- _Input data_:

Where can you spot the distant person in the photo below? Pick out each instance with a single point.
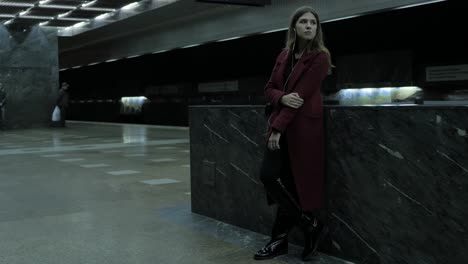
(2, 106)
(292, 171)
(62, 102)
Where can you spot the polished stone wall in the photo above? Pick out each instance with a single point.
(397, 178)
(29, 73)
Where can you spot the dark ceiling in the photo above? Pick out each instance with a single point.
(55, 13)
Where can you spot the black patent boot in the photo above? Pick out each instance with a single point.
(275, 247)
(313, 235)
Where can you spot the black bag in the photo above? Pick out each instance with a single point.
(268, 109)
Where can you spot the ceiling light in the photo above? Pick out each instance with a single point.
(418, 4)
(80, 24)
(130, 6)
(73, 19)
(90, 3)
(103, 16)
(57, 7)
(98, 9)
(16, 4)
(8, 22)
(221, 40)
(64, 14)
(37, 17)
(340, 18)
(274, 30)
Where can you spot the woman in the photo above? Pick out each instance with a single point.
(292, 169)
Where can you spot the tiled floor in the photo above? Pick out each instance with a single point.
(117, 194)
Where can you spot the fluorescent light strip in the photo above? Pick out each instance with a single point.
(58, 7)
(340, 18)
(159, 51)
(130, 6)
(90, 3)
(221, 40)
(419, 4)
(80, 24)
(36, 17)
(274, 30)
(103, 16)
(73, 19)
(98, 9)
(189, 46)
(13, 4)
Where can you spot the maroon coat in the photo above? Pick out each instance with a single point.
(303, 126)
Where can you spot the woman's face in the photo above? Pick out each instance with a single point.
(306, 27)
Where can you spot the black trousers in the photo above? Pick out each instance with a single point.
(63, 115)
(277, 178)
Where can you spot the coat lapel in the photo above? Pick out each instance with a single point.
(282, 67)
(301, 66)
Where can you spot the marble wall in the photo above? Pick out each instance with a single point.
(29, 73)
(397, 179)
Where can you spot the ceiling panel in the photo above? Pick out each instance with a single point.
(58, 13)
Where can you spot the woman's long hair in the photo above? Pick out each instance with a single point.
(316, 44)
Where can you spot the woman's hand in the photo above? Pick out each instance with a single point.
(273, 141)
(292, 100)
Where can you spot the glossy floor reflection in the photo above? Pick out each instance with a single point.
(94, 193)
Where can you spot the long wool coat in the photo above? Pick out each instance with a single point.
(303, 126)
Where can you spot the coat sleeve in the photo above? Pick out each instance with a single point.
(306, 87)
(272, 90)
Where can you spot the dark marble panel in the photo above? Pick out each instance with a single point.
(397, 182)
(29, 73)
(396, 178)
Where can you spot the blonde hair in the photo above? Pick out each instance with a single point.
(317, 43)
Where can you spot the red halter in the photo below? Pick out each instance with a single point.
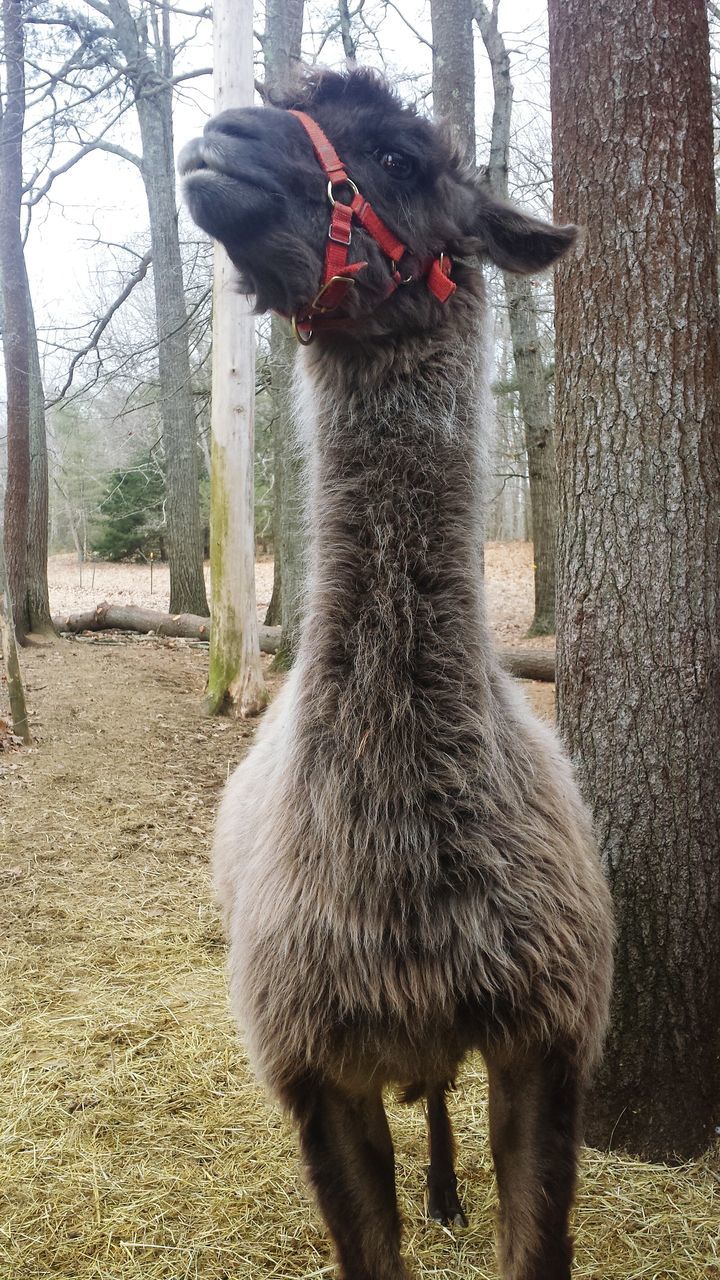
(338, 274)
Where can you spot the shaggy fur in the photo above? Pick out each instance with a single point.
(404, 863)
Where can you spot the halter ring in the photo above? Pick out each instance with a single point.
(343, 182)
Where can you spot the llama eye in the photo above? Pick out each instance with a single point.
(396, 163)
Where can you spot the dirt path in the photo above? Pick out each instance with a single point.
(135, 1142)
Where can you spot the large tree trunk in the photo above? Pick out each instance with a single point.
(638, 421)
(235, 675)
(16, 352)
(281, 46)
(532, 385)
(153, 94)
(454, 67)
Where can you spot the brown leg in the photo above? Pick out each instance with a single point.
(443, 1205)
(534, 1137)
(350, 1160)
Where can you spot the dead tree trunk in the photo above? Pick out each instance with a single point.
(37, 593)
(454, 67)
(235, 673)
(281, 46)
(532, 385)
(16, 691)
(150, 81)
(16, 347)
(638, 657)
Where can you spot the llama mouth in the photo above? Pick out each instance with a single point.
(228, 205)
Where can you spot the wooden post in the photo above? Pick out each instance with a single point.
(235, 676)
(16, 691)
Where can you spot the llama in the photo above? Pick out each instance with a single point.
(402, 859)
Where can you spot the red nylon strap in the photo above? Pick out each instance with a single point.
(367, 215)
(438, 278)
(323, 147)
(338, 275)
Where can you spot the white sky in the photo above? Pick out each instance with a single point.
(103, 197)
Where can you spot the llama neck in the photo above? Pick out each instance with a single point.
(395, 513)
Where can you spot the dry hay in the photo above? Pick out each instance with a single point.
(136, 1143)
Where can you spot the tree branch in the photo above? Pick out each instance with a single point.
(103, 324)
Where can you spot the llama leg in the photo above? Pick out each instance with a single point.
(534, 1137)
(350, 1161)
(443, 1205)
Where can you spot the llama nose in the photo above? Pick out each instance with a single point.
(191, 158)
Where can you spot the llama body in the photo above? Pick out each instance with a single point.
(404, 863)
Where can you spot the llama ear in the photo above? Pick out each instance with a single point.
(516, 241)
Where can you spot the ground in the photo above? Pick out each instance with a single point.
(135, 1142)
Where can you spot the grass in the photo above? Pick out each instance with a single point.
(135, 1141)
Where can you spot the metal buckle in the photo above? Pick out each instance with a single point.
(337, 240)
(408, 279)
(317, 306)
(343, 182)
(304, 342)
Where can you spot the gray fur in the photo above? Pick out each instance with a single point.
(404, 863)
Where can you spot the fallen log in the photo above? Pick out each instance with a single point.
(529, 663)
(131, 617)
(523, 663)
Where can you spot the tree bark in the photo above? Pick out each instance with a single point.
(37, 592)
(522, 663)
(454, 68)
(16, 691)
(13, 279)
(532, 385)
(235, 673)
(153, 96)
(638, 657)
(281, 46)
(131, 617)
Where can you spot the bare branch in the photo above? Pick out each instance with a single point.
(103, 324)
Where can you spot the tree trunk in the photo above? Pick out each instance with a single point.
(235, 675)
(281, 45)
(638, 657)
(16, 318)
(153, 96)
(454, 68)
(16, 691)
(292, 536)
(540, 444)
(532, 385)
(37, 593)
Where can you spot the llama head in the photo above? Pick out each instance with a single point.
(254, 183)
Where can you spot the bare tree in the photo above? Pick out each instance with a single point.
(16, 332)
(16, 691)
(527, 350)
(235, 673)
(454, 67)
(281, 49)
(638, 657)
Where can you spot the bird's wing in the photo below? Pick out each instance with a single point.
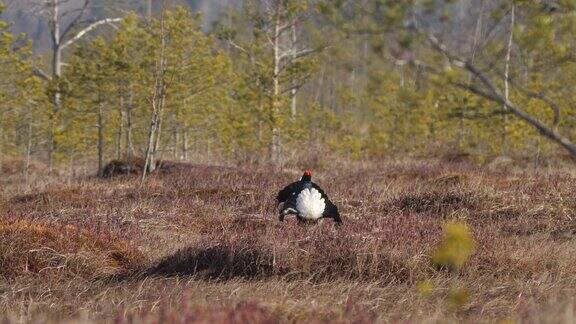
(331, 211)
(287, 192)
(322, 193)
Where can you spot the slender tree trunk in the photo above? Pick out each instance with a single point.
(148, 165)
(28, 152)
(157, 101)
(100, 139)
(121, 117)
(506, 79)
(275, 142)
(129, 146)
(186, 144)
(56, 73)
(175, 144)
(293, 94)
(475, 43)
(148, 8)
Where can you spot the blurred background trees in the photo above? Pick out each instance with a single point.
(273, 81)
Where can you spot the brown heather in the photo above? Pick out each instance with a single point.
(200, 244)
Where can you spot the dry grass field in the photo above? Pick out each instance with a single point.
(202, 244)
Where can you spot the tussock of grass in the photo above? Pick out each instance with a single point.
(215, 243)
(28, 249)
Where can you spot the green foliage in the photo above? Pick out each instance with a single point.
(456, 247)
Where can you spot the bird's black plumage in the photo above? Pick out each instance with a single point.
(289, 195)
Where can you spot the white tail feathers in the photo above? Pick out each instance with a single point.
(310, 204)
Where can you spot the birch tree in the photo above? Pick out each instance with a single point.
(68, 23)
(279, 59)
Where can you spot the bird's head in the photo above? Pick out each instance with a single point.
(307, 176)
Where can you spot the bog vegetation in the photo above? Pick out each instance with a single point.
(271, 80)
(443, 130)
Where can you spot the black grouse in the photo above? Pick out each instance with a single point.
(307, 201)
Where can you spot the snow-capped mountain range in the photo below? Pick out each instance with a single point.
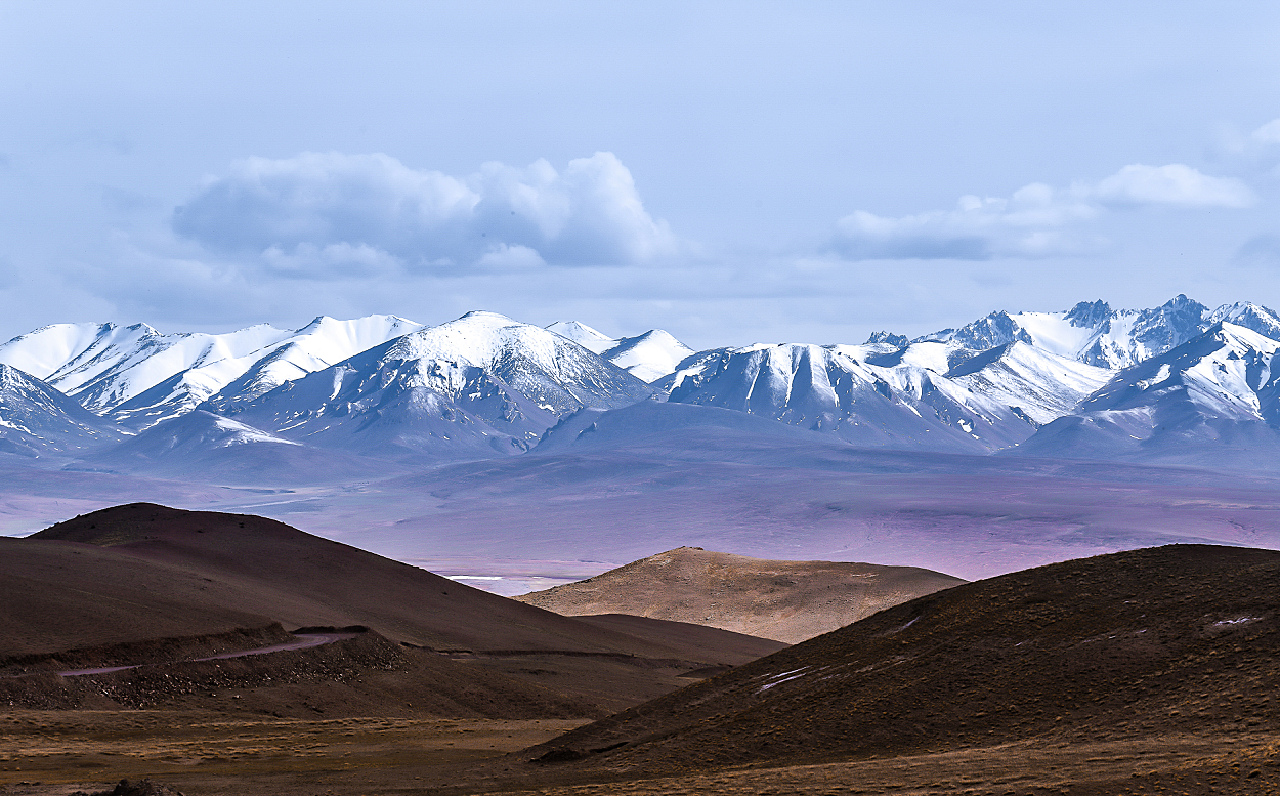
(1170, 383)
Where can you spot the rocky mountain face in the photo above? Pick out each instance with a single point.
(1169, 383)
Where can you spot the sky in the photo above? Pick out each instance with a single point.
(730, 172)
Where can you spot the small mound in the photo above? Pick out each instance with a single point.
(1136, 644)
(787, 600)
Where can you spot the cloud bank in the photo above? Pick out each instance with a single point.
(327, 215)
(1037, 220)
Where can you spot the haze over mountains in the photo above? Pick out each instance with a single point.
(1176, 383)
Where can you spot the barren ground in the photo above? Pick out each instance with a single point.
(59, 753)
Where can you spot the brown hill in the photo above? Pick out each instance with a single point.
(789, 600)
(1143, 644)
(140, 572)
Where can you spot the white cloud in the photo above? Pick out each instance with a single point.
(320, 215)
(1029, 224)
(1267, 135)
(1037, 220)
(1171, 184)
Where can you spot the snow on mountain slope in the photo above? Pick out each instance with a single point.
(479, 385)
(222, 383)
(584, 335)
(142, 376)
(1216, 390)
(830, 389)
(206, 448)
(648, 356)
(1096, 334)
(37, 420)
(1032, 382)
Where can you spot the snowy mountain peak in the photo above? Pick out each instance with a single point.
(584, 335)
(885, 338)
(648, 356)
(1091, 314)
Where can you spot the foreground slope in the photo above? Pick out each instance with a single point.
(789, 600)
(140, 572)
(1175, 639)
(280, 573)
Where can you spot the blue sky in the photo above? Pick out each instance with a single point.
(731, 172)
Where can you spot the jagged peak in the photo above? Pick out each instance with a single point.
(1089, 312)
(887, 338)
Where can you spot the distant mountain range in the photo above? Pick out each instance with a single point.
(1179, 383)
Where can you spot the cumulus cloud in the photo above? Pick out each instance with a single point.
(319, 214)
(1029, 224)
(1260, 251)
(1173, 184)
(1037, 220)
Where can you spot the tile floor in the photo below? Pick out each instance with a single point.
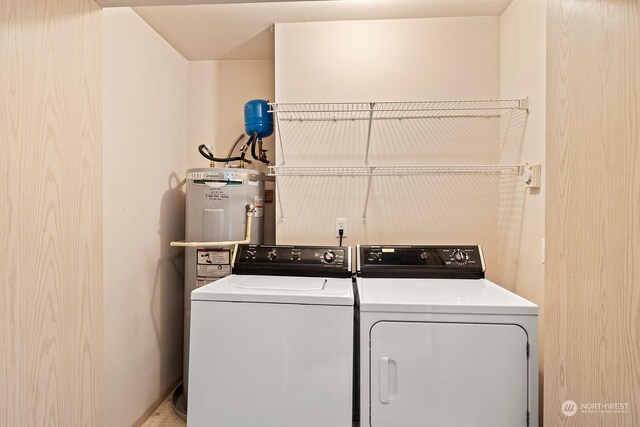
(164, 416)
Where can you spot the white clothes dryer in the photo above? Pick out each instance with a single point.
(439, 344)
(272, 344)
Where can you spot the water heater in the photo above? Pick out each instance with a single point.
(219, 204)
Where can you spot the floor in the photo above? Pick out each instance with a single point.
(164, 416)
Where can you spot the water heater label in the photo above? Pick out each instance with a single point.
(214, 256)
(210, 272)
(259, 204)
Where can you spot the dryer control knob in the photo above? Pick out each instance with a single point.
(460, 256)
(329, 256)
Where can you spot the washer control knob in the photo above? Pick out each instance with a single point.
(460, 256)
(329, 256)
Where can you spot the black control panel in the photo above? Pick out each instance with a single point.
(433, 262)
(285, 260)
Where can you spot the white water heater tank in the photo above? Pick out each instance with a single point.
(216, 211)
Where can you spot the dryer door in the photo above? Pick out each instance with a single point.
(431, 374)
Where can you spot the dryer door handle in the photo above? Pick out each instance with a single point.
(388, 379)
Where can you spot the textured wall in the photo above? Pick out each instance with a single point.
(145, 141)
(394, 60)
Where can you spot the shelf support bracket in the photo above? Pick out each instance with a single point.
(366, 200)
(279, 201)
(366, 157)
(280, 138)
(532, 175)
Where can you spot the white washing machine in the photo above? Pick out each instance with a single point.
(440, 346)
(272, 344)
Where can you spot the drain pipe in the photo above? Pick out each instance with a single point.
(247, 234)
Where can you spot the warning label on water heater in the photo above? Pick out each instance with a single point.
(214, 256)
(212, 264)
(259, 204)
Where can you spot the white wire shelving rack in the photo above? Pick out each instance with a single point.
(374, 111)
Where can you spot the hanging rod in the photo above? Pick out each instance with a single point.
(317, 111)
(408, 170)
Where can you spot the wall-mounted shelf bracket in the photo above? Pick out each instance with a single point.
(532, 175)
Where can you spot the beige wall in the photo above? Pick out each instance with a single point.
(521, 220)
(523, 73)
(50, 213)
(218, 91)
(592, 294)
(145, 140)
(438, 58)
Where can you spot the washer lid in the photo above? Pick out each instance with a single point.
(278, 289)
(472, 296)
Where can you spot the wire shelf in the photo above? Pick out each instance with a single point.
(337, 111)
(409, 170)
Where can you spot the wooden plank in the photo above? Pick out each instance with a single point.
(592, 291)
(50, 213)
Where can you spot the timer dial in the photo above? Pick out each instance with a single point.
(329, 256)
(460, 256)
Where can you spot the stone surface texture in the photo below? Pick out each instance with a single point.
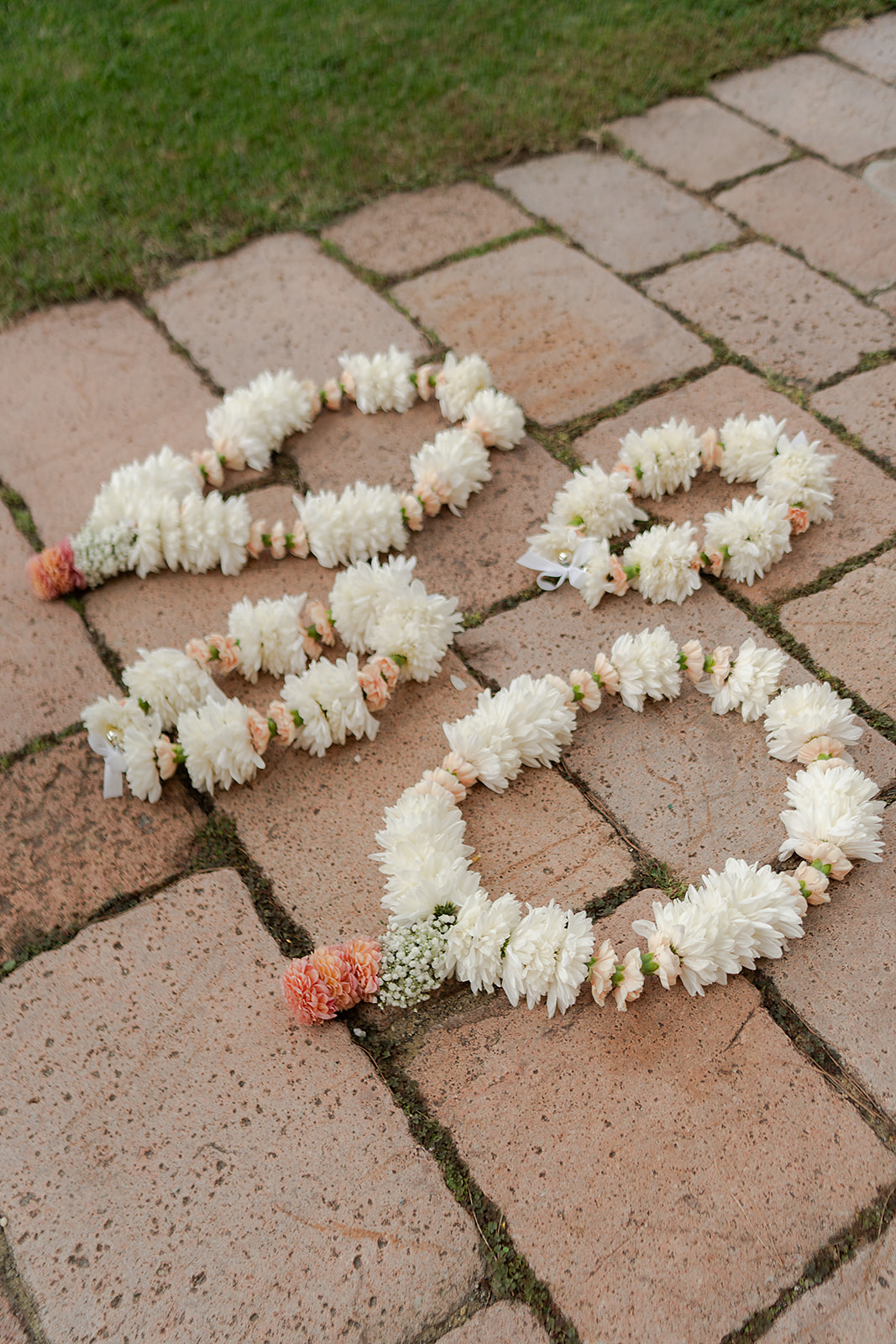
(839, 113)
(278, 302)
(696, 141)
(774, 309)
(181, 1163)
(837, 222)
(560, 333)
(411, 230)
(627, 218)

- _Task prompt_:
Reproduce the items from the line containing "Where can you spot the tussock" through the line containing "(1170, 383)", both included, with every coordinate in the answers offset by -24 and the pictures left out.

- _Finished answer_:
Where can you spot the tussock of grass in the photo above? Pick out each instance with a single point.
(191, 219)
(4, 225)
Where can you spot the green foliage in the photo above? Pick out each instance with a single point.
(432, 223)
Where can you spot the bird's black plumage in the photo above? Pick out each instance with a single point.
(265, 171)
Where can you spot the white tail feathers in the photo above? Pick out each instance with a single point.
(286, 180)
Where can you spot the birch tree in the photo above? Pick out each instance with a single point.
(44, -1)
(255, 35)
Where can you spot the bird's head in the photo above? Pick out each instance with a single point.
(283, 152)
Where can you spot the bog vegetation in the photo above? Pick out each instance with a single point.
(247, 56)
(419, 106)
Where can you spot the black grouse in the photo above? Pick out each instance with a single point.
(283, 177)
Where can you spot the snow-capped mountain range in the photo below? Pick out each instance with a single point.
(1146, 359)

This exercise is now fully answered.